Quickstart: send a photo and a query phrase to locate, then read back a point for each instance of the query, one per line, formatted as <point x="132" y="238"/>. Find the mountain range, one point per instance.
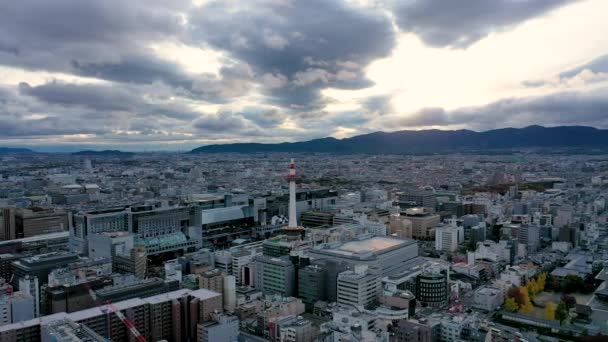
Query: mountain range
<point x="14" y="150"/>
<point x="430" y="141"/>
<point x="104" y="153"/>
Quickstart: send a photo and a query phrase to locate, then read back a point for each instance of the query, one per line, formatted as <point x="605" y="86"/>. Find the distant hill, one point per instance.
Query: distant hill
<point x="429" y="141"/>
<point x="105" y="153"/>
<point x="9" y="150"/>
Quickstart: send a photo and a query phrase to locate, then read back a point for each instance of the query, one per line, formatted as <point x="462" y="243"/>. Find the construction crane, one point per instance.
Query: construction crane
<point x="138" y="337"/>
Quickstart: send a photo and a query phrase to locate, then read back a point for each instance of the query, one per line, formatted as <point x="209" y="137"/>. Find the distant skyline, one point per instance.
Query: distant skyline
<point x="172" y="75"/>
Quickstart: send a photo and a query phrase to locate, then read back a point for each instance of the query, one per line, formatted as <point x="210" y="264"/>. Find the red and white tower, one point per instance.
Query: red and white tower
<point x="293" y="221"/>
<point x="292" y="228"/>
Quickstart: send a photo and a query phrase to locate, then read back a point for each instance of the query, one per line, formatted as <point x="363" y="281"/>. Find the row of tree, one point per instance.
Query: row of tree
<point x="520" y="298"/>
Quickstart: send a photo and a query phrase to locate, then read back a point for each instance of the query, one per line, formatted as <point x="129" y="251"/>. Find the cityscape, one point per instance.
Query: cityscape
<point x="303" y="171"/>
<point x="321" y="247"/>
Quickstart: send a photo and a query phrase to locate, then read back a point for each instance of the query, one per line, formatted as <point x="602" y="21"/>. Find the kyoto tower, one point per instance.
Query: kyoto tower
<point x="293" y="229"/>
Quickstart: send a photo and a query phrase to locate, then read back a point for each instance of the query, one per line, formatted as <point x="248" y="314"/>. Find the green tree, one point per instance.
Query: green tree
<point x="511" y="305"/>
<point x="569" y="301"/>
<point x="550" y="311"/>
<point x="532" y="288"/>
<point x="527" y="308"/>
<point x="561" y="313"/>
<point x="526" y="305"/>
<point x="515" y="293"/>
<point x="573" y="283"/>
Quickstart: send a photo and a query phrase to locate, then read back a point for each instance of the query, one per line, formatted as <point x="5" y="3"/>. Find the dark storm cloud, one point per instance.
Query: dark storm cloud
<point x="379" y="105"/>
<point x="568" y="108"/>
<point x="50" y="35"/>
<point x="136" y="69"/>
<point x="599" y="64"/>
<point x="460" y="23"/>
<point x="89" y="95"/>
<point x="265" y="118"/>
<point x="104" y="98"/>
<point x="312" y="43"/>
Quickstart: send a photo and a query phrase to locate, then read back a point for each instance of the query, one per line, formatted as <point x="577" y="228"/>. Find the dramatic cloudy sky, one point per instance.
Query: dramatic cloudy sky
<point x="156" y="74"/>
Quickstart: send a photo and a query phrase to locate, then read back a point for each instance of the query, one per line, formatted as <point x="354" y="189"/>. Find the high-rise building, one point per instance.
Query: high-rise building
<point x="294" y="329"/>
<point x="361" y="287"/>
<point x="240" y="259"/>
<point x="229" y="294"/>
<point x="212" y="280"/>
<point x="221" y="328"/>
<point x="432" y="288"/>
<point x="413" y="331"/>
<point x="275" y="275"/>
<point x="312" y="285"/>
<point x="448" y="237"/>
<point x="7" y="224"/>
<point x="423" y="223"/>
<point x="16" y="307"/>
<point x="30" y="285"/>
<point x="416" y="197"/>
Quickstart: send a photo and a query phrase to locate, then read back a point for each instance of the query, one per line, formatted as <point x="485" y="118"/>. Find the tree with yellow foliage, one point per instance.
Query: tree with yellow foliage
<point x="511" y="305"/>
<point x="550" y="311"/>
<point x="526" y="305"/>
<point x="532" y="288"/>
<point x="541" y="281"/>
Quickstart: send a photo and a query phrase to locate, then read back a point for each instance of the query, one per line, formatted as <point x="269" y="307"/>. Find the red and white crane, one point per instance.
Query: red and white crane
<point x="138" y="337"/>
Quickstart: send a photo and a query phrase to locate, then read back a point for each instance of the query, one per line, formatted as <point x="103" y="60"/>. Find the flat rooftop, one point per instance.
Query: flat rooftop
<point x="374" y="245"/>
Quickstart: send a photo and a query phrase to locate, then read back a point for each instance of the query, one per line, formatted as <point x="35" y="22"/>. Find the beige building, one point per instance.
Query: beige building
<point x="423" y="223"/>
<point x="212" y="280"/>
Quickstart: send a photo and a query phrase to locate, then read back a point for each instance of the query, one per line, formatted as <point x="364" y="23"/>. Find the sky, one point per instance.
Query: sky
<point x="174" y="75"/>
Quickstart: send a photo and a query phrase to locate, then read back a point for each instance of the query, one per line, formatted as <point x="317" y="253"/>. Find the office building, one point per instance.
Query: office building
<point x="423" y="223"/>
<point x="488" y="298"/>
<point x="7" y="224"/>
<point x="432" y="288"/>
<point x="448" y="237"/>
<point x="386" y="253"/>
<point x="414" y="331"/>
<point x="361" y="287"/>
<point x="160" y="228"/>
<point x="294" y="329"/>
<point x="317" y="219"/>
<point x="135" y="262"/>
<point x="30" y="286"/>
<point x="221" y="328"/>
<point x="136" y="288"/>
<point x="170" y="316"/>
<point x="416" y="197"/>
<point x="37" y="221"/>
<point x="275" y="275"/>
<point x="212" y="280"/>
<point x="66" y="330"/>
<point x="41" y="265"/>
<point x="240" y="259"/>
<point x="16" y="307"/>
<point x="312" y="285"/>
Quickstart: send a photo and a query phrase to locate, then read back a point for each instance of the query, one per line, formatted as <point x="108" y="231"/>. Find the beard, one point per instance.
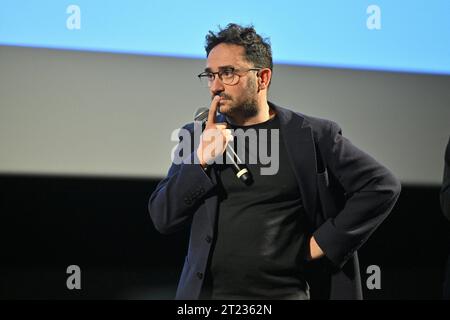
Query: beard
<point x="247" y="108"/>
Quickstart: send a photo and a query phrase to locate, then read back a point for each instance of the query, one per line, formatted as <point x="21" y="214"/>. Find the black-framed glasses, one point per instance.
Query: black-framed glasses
<point x="228" y="76"/>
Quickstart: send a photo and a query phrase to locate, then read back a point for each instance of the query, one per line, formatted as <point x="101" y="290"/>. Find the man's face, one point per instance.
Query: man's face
<point x="241" y="97"/>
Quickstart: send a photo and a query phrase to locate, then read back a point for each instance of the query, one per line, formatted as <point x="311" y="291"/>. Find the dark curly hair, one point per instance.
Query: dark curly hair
<point x="257" y="49"/>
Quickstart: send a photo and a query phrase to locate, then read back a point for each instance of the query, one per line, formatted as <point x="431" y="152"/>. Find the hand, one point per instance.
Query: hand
<point x="315" y="252"/>
<point x="214" y="138"/>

### Prompt
Put every line of the entries above into a JSON list of strings, one string per line, skipping blank lines and leaving out the picture lines.

### Answer for this exercise
[
  "Quickstart: send a photo and a query phrase to locate, then read back a point for each instance of the query, one per line, formatted as <point x=\"132\" y=\"238\"/>. Find the mountain range, one point per instance.",
  "Query: mountain range",
  "<point x=\"14\" y=\"150\"/>",
  "<point x=\"430\" y=\"141\"/>",
  "<point x=\"104\" y=\"153\"/>",
  "Quickstart: send a photo and a query phrase to locate, then read back a point for each instance of the query, one per line, formatted as <point x=\"605\" y=\"86\"/>. Find the distant hill, one point per instance.",
  "Query: distant hill",
  "<point x=\"429\" y=\"141\"/>",
  "<point x=\"105\" y=\"153\"/>",
  "<point x=\"9\" y=\"150\"/>",
  "Quickstart: send a photo and a query phrase to locate, then read back a point for each instance of the query, one per line, formatted as <point x=\"462\" y=\"243\"/>. Find the construction crane, one point per instance.",
  "Query: construction crane",
  "<point x=\"138\" y=\"337\"/>",
  "Quickstart: send a photo and a query phrase to locate, then read back a point for each instance of the query, one per line, formatted as <point x=\"209\" y=\"137\"/>. Find the distant skyline, one point per instance.",
  "Query: distant skyline",
  "<point x=\"172\" y=\"75\"/>",
  "Quickstart: send a photo and a query phrase to locate, then read back a point for each instance of the query, one per line, formatted as <point x=\"210\" y=\"264\"/>. Find the red and white tower, one point per instance.",
  "Query: red and white tower",
  "<point x=\"293\" y=\"221\"/>",
  "<point x=\"292\" y=\"228\"/>",
  "Quickstart: send a photo and a query phrase to locate, then read back a point for each instance of the query, one per line, formatted as <point x=\"363\" y=\"281\"/>. Find the row of tree, one point per instance.",
  "Query: row of tree",
  "<point x=\"520\" y=\"298\"/>",
  "Quickstart: send a photo and a query phrase to locate, then read back a point for each instance of the query, one per line, formatted as <point x=\"129\" y=\"251\"/>. Find the cityscape, one point per instance.",
  "Query: cityscape",
  "<point x=\"303\" y=\"171\"/>",
  "<point x=\"321\" y=\"247\"/>",
  "Quickstart: send a photo and a query phrase to locate, then read back a point for each instance of the query, one per line, formatted as <point x=\"602\" y=\"21\"/>. Find the kyoto tower, one point per instance.",
  "Query: kyoto tower",
  "<point x=\"293\" y=\"229\"/>",
  "Quickstart: send a photo and a query phrase to locate, then read back a point for each instance of the query, one per line, formatted as <point x=\"248\" y=\"314\"/>. Find the green tree, one point per instance.",
  "Query: green tree",
  "<point x=\"511\" y=\"305\"/>",
  "<point x=\"569\" y=\"301\"/>",
  "<point x=\"550\" y=\"311\"/>",
  "<point x=\"532\" y=\"288\"/>",
  "<point x=\"527\" y=\"308\"/>",
  "<point x=\"561\" y=\"313\"/>",
  "<point x=\"526\" y=\"305\"/>",
  "<point x=\"515\" y=\"293\"/>",
  "<point x=\"573\" y=\"283\"/>",
  "Quickstart: send a photo and a query phrase to locate, then read back a point for each instance of the query, one per line, formatted as <point x=\"5\" y=\"3\"/>. Find the dark storm cloud, one point per instance.",
  "Query: dark storm cloud",
  "<point x=\"379\" y=\"105\"/>",
  "<point x=\"568\" y=\"108\"/>",
  "<point x=\"50\" y=\"35\"/>",
  "<point x=\"136\" y=\"69\"/>",
  "<point x=\"599\" y=\"64\"/>",
  "<point x=\"460\" y=\"23\"/>",
  "<point x=\"89\" y=\"95\"/>",
  "<point x=\"265\" y=\"118\"/>",
  "<point x=\"104\" y=\"98\"/>",
  "<point x=\"312\" y=\"43\"/>",
  "Quickstart: send a photo and a query phrase to locate, then read back a point for each instance of the query, one per line, formatted as <point x=\"577\" y=\"228\"/>. Find the dramatic cloudy sky, one point per instance.",
  "Query: dramatic cloudy sky",
  "<point x=\"156\" y=\"74\"/>",
  "Quickstart: send a photo and a query phrase to locate, then read back a point for each instance of the query, one per line, formatted as <point x=\"354\" y=\"189\"/>. Find the high-rise building, one point per instance.",
  "Query: high-rise building",
  "<point x=\"294\" y=\"329\"/>",
  "<point x=\"361\" y=\"287\"/>",
  "<point x=\"240\" y=\"259\"/>",
  "<point x=\"229\" y=\"294\"/>",
  "<point x=\"212\" y=\"280\"/>",
  "<point x=\"221\" y=\"328\"/>",
  "<point x=\"432\" y=\"288\"/>",
  "<point x=\"413\" y=\"331\"/>",
  "<point x=\"275\" y=\"275\"/>",
  "<point x=\"312\" y=\"285\"/>",
  "<point x=\"448\" y=\"237\"/>",
  "<point x=\"7\" y=\"224\"/>",
  "<point x=\"423\" y=\"223\"/>",
  "<point x=\"16\" y=\"307\"/>",
  "<point x=\"30\" y=\"285\"/>",
  "<point x=\"416\" y=\"197\"/>",
  "Quickstart: send a photo and a query phrase to locate, then read back a point for each instance of the query, one per line, formatted as <point x=\"485\" y=\"118\"/>. Find the tree with yellow foliage, one point per instance.",
  "Query: tree with yellow foliage",
  "<point x=\"511\" y=\"305\"/>",
  "<point x=\"550\" y=\"311\"/>",
  "<point x=\"526\" y=\"305\"/>",
  "<point x=\"532\" y=\"288\"/>",
  "<point x=\"541\" y=\"281\"/>",
  "Quickstart: send a photo and a query phrase to locate, then read back a point for each instance of the query, one per line, formatted as <point x=\"269\" y=\"307\"/>. Find the red and white crane, one point per instance.",
  "Query: red and white crane",
  "<point x=\"138\" y=\"337\"/>",
  "Quickstart: send a photo and a query phrase to locate, then read back a point for each instance of the query, one per line, formatted as <point x=\"103\" y=\"60\"/>. Find the flat rooftop, one point per instance.",
  "Query: flat rooftop",
  "<point x=\"374\" y=\"245\"/>",
  "Quickstart: send a photo and a query phrase to locate, then read back a point for each instance of the query, one per line, formatted as <point x=\"35\" y=\"22\"/>. Find the beige building, one point per instance.",
  "Query: beige building",
  "<point x=\"423\" y=\"223\"/>",
  "<point x=\"212\" y=\"280\"/>",
  "Quickstart: send a photo and a query phrase to locate, then read back a point for each instance of the query, one per line, formatted as <point x=\"364\" y=\"23\"/>. Find the sky, one point per instance.",
  "Query: sky",
  "<point x=\"174\" y=\"75\"/>",
  "Quickstart: send a photo and a query phrase to locate, then read back a point for each instance of the query, one per line, formatted as <point x=\"317\" y=\"253\"/>. Find the office building, one point per instance.",
  "Query: office building",
  "<point x=\"423\" y=\"223\"/>",
  "<point x=\"488\" y=\"298\"/>",
  "<point x=\"7\" y=\"224\"/>",
  "<point x=\"432\" y=\"288\"/>",
  "<point x=\"448\" y=\"237\"/>",
  "<point x=\"386\" y=\"253\"/>",
  "<point x=\"414\" y=\"331\"/>",
  "<point x=\"361\" y=\"287\"/>",
  "<point x=\"160\" y=\"228\"/>",
  "<point x=\"294\" y=\"329\"/>",
  "<point x=\"317\" y=\"219\"/>",
  "<point x=\"135\" y=\"262\"/>",
  "<point x=\"30\" y=\"286\"/>",
  "<point x=\"221\" y=\"328\"/>",
  "<point x=\"136\" y=\"288\"/>",
  "<point x=\"170\" y=\"316\"/>",
  "<point x=\"416\" y=\"197\"/>",
  "<point x=\"37\" y=\"221\"/>",
  "<point x=\"275\" y=\"275\"/>",
  "<point x=\"212\" y=\"280\"/>",
  "<point x=\"66\" y=\"330\"/>",
  "<point x=\"41\" y=\"265\"/>",
  "<point x=\"240\" y=\"259\"/>",
  "<point x=\"16\" y=\"307\"/>",
  "<point x=\"312\" y=\"285\"/>",
  "Quickstart: send a photo and a query phrase to locate, then read back a point for each instance of the query, one per line, formatted as <point x=\"108\" y=\"231\"/>. Find the beard, one point per instance.",
  "Query: beard",
  "<point x=\"247\" y=\"108\"/>",
  "Quickstart: send a photo and a query phrase to locate, then read back a point for each instance of the query, one per line, formatted as <point x=\"21\" y=\"214\"/>. Find the black-framed glasses, one point per instance.",
  "Query: black-framed glasses",
  "<point x=\"228\" y=\"76\"/>",
  "Quickstart: send a photo and a query phrase to locate, then read back a point for each instance of the query, one per line, formatted as <point x=\"101\" y=\"290\"/>. Find the man's face, one point per instance.",
  "Query: man's face",
  "<point x=\"241\" y=\"97\"/>",
  "Quickstart: send a photo and a query phrase to locate, then read back a point for each instance of the query, one per line, formatted as <point x=\"311\" y=\"291\"/>. Find the dark curly hair, one point per instance.",
  "Query: dark curly hair",
  "<point x=\"257\" y=\"49\"/>",
  "Quickstart: send a photo and a query phrase to locate, then read back a point for each instance of the query, one per line, formatted as <point x=\"431\" y=\"152\"/>. Find the hand, one point per instance.",
  "Query: hand",
  "<point x=\"315\" y=\"252\"/>",
  "<point x=\"214\" y=\"138\"/>"
]